_EXCERTO DO DOCUMENTO:_
- - - -

Mais uns quantos deputados quiseram falar, quer para pedir a separação da deliberação, quer para fazer interpretações ou perguntas sobre o regimento. A esta altura dos acontecimentos, já havia deputados de pé a conversar com colegas, folhas a serem passadas de mão em mão e cópias do regimento de um lado para o outro. O estreante Tong Io Cheng ainda tentou pôr ordem na sala – Lau Cheok Va estava, nitidamente, ‘aos papéis’ – e sugeriu que se votasse a proposta da Mesa. “Se for reprovada, discute-se outra solução.”
A sugestão do nomeado pelo Chefe do Executivo não teve efeitos práticos mas, na mesma altura, vários deputados recordaram ao presidente da Assembleia que estava na hora da pausa para o lanche. “Vamos fazer um intervalo para discutir e tentar encontrar uma solução”, lançou Cheang Chi Keong. E a pausa aconteceu. Estava decorridas três horas de reunião.
Regressados de um intervalo pouco produtivo, os deputados continuaram sem se entender. E sem sossegar, com uma azáfama pouco vulgar no plenário. Lá se chegou à conclusão de que era melhor separar, na deliberação, comissões permanentes das de acompanhamento, pelo que se fez nova pausa para redigir as alterações. Antes do segundo interregno do dia, Kou Hoi In ainda alertou para o facto de alguns deputados se estarem a guiar por um regimento desactualizado, o que estava a contribuir para a confusão.

- - - -

_DESAFIO 1:_ Enumere todas as pessoas identificadas pelo nome no excerto sobre a sessão da Assembleia.
_DESAFIO 2:_ No excerto sobre a sessão da Assembleia, quanto tempo de reunião tinha decorrido quando se fez a primeira pausa?
_DESAFIO 3:_ Prossiga o excerto sobre a sessão da Assembleia a partir da última frase apresentada.

- - - -

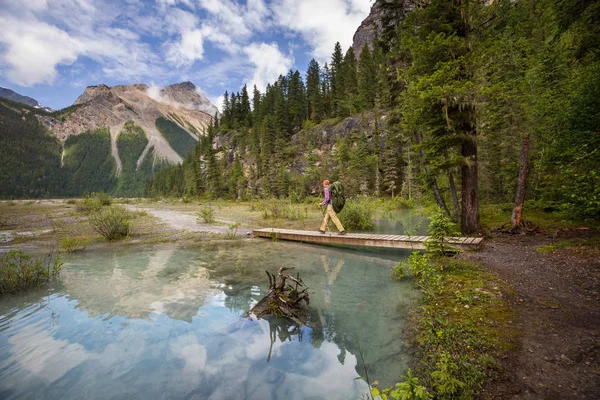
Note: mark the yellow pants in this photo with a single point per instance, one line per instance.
(331, 214)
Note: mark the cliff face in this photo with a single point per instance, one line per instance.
(111, 107)
(384, 14)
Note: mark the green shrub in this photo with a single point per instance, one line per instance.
(19, 271)
(358, 214)
(103, 198)
(92, 202)
(112, 222)
(71, 245)
(276, 208)
(440, 229)
(89, 205)
(232, 234)
(207, 214)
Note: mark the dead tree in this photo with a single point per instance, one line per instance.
(283, 299)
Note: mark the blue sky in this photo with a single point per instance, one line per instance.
(52, 49)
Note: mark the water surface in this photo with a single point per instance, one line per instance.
(167, 322)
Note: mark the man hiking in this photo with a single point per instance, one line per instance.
(330, 213)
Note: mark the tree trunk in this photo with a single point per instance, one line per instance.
(470, 200)
(454, 195)
(431, 179)
(453, 192)
(516, 219)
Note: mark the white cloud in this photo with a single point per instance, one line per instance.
(34, 50)
(322, 23)
(189, 49)
(269, 63)
(35, 44)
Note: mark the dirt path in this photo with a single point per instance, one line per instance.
(178, 220)
(558, 302)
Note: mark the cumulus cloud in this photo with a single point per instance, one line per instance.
(32, 54)
(189, 49)
(269, 63)
(34, 44)
(322, 23)
(136, 40)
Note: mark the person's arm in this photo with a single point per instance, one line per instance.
(327, 197)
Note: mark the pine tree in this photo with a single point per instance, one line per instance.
(350, 83)
(367, 79)
(313, 91)
(337, 80)
(245, 110)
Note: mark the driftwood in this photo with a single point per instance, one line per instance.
(283, 299)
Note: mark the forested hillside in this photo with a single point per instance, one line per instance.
(35, 164)
(460, 102)
(29, 155)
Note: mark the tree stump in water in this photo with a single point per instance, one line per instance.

- - - -

_RESPOSTA ESCRITA 1:_ Tong Io Cheng, Lau Cheok Va, Cheang Chi Keong e Kou Hoi In.

_RESPOSTA ESCRITA 2:_ Tinham decorrido três horas de reunião.

_RESPOSTA ESCRITA 3:_
Os cartões de visita

De volta ao plenário, Leonel Alves tomou a iniciativa de apresentar a nova redacção da deliberação, ponto por ponto. Manteve-se tudo tal como estava, incluindo os quatro anos de duração das comissões de acompanhamento. A única diferença foi mesmo a separação dos dois tipos de grupos de trabalho que a proposta contemplava.
Houve ainda quem tivesse tentado adiar a votação da criação das comissões de acompanhamento para melhor altura (Tsui Wai Kwan e Tong Io Cheng fizeram a sugestão), e o particularmente interventivo Vong Hin Fai (a sua primeira legislatura, entre 2001 e 2005, ficou marcada por uma postura discreta) deu a entender que era necessário votar em primeiro lugar a proposta da Mesa, e só depois a apresentada por Leonel Alves.
O ex-membro da Mesa (Alves deixou o seu lugar de 1º secretário nesta nova legislatura) esclareceu que a proposta que apresentou não é materialmente sua, mas sim da Mesa. “Eu apenas contribuí formalmente, só detalhei”, vincou o deputado perante o plenário e um cada-vez-mais-à-toa Lau Cheok Va.
A atestar que há coisas que, ainda assim, nunca mudam, as intervenções de Chan Chak Mo e Fong Chi Keong: à semelhança de outros deputados, defenderam a alteração da designação das comissões de acompanhamento, uma vez que o termo ‘acompanhamento’ não constava da deliberação.
Chan e Fong mostraram-se preocupados com as eventuais confusões que a falta da palavra poderia causar. No caso da comissão para os Assuntos de Terras e Concessões Públicas, disse um deles, “as pessoas ainda pensam que somos nós que decidimos, e nós não somos o Governo”. Ambos entendem que a designação deve ser precisa para evitar malentendidos nos cartões de visita. O plenário tratou de garantir que não haverá esse tipo de equívocos.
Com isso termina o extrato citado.